§ **DATA ENTRIES**:
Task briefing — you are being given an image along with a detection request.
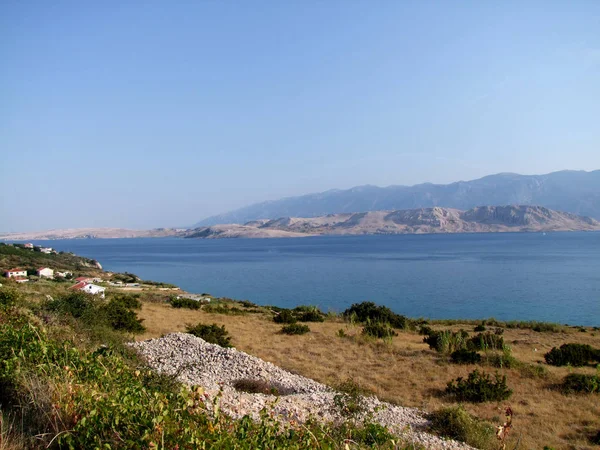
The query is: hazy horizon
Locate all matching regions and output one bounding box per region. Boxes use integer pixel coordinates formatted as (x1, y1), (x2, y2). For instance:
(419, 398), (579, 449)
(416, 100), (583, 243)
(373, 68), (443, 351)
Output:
(0, 1), (600, 232)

§ **TASK TO COMPLETE**: Please pull out each line of the records that contains the string "given", matching case exactly.

§ **THE RESULT**:
Task briefing — you are being given an image along with a detection request.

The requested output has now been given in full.